» 課題文
アメリカ人の父と、結婚斡旋業者によって出会った(買われた)中国人の母の間に生まれた主人公の、アイデンティティの微妙な揺れ動きと家族、特に母親とのすれ違いと和解を描いた作品。主人公が幼いころ、母親が紙を折って作った動物たちを通して、中国人の母親の人生と息子への愛が明らかになっていくクライマックスの展開は物悲しくも美しい。

もののあはれ

人類滅亡の危機に瀕した地球から脱出したアメリカ製宇宙船で生活する日本人の青年の物語。ストーリー展開自体はハリウッド映画的でそこまで目新しいものはないのだが、「もののあはれ」をはじめとする日本語の解釈や囲碁を巡るエピソードなどが物語に深みを与えている。この短編集の中では一番原語の英語版で読んでみたい作品かもしれない。

月へ

善悪二元論的正義感の強い見習い弁護士が、中国からアメリカに亡命した家族の難民申請を担当し、家族から中国で受けた迫害のエピソードを聞かされるが・・・という話。それと並行して月人を巡るファンタジックな寓話が挿入される。

結縄

複雑に絡み合う縄の結び目を用いた文字体系を用いる少数民族の持つ、世界の認識体系を、これまた複雑に絡み合った遺伝子情報を解きほぐす製薬業界のイノベーションに活用するという、突飛なアイデアが光る作品。一方で、非西洋世界における伝統技術や知恵を西洋世界が自身の発展のために搾取していく構図も皮肉に描かれているビターな読後感でかなり好みの作品。

太平洋横断海底トンネル小史

もし第二次世界大戦後に太平洋横断海底トンネルという世界的な大事業が行われていたら、というIFストーリー。光の届かない海底トンネル内の駅における人間模様が描かれるのかと思いきや、闇に葬られたトンネル工事中の真実が明らかになっていく。中国現代史の闇が見え隠れする作品。

潮汐

どんどん月が地球に近づいていて、潮汐の力が次第に大きくなっている世界で、月-地球の関係と父-娘の関係が並列的に描かれる超短編。ストーリーや世界観は良く分からないが、勢いで読ませる作品。

選抜宇宙種族の本づくり習性

様々な宇宙種族の、本に関する習性(言語体系、読書の仕方、読書のスケール等々)を百科事典的に書き連ねた作品。ストーリーはほとんどないようなものだが、空想科学読本のような想像力の面白さが際立つ作品。

心智五行

人間の思考は実は人間の体内に無数に存在する細菌、バクテリアによってコントロールされているかもしれない、というアイデアは伊藤計劃/円城塔の『屍者の帝国』にも似たようなものがあった。現実世界でも腸は第二の脳みたいな話はされるし、人間の性格なんて精神に作用する薬ひとつで一発で変わってしまうものなので、この作品で書かれている話は割と真実味が高いのかもしれない。ストーリー展開は未開文化への接触と搾取、という上の「結縄」に似た構造を宇宙スケールに拡張したもので、なんだかざわざわする読後感。

» 解くべき問題
1. 短編集の紹介文から、「どんどん月が地球に近づいてい」から「なんだかざわざわする読後感。」までを、両端の語句も含めて一字一句そのまま書き出すこと。
2. 次の(a)〜(c)が短編集の紹介文の内容と一致するかどうかを、それぞれ「はい」か「いいえ」で答え、判断の根拠となる本文の語句をそのまま引用すること。
(a) 「潮汐」は、月が地球から次第に遠ざかっていく世界を描いている。
(b) 「月へ」の見習い弁護士は、中国からアメリカに亡命した家族の難民申請を担当する。
(c) 「もののあはれ」は、短編集の中で一番日本語版で読んでみたい作品だとされている。
3. 短編集の紹介文を、最後の文の後から書き継ぐこと。
資料は短編集の紹介文とは別個のものである。

» 提供資料

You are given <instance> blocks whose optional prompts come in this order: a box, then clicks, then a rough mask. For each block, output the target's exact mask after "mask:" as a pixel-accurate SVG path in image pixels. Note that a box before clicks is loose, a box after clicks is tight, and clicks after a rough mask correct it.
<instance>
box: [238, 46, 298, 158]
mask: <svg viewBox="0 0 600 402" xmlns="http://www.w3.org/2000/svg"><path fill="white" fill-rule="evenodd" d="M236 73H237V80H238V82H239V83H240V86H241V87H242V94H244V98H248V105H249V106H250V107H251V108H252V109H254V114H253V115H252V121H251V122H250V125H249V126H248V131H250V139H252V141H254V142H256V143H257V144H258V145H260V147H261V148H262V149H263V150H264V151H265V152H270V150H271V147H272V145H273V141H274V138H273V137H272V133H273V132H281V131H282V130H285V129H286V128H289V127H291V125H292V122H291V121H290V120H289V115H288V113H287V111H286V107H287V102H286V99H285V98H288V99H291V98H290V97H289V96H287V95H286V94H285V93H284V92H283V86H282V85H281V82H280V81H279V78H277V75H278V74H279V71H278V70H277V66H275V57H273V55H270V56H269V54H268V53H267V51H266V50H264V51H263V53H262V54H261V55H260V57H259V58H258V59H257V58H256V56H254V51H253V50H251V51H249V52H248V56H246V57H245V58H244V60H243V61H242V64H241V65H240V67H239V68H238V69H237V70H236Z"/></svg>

» 各問の解答
1.
どんどん月が地球に近づいていて、潮汐の力が次第に大きくなっている世界で、月-地球の関係と父-娘の関係が並列的に描かれる超短編。ストーリーや世界観は良く分からないが、勢いで読ませる作品。

選抜宇宙種族の本づくり習性

様々な宇宙種族の、本に関する習性(言語体系、読書の仕方、読書のスケール等々)を百科事典的に書き連ねた作品。ストーリーはほとんどないようなものだが、空想科学読本のような想像力の面白さが際立つ作品。

心智五行

人間の思考は実は人間の体内に無数に存在する細菌、バクテリアによってコントロールされているかもしれない、というアイデアは伊藤計劃/円城塔の『屍者の帝国』にも似たようなものがあった。現実世界でも腸は第二の脳みたいな話はされるし、人間の性格なんて精神に作用する薬ひとつで一発で変わってしまうものなので、この作品で書かれている話は割と真実味が高いのかもしれない。ストーリー展開は未開文化への接触と搾取、という上の「結縄」に似た構造を宇宙スケールに拡張したもので、なんだかざわざわする読後感。

2.
(a) いいえ。「どんどん月が地球に近づいていて」
(b) はい。「中国からアメリカに亡命した家族の難民申請を担当し」
(c) いいえ。「この短編集の中では一番原語の英語版で読んでみたい作品かもしれない」

3.
どこかまったく別な場所でトナカイの大群が

多くの人間が身体を捨てて電脳空間におけるバーチャルで不死の存在になった世界における、完全にバーチャル化した娘と、いまだ自分の身体を持ち続けて「死」という確実な未来を待つ母のロードムービー的な作品。この次の「円弧」「波」もそうだが、「不老不死」というモチーフに対して、必ずしも否定的ではないノスタルジックな筆致を感じるのは、中国文化という下敷きがなせる業なのだろうか。

円弧

これも「不老不死」系の作品。10代で妊娠・出産し、子供を捨てて男と当てのない旅に出て、死体を永遠に残るモノとして加工するデザイナーとなったのち、開発された不老不死技術を自らに適用して若さを保ったまま生き続ける主人公の半生を描いた物語。波乱万丈な人生と比べて凪のように静かな筆致で語られる不老不死という生き方は、生まれてから死ぬまでという円弧=人生の姿を鮮やかに描き出す。

合間合間であらゆる古代世界における創世記の物語を挿入しつつ、宇宙船という閉鎖空間と移住先の惑星における不老不死の在り方(成長固定、機械化、電子化)と文化・価値観の伝承及び革新を描く。宇宙船という閉鎖空間×不老不死という魅力的な新技術⇒血で血を洗う争いの勃発、とハリウッド的展開に毒された僕などは安直に考えてしまうが、そうはならないのが本作の面白いところ。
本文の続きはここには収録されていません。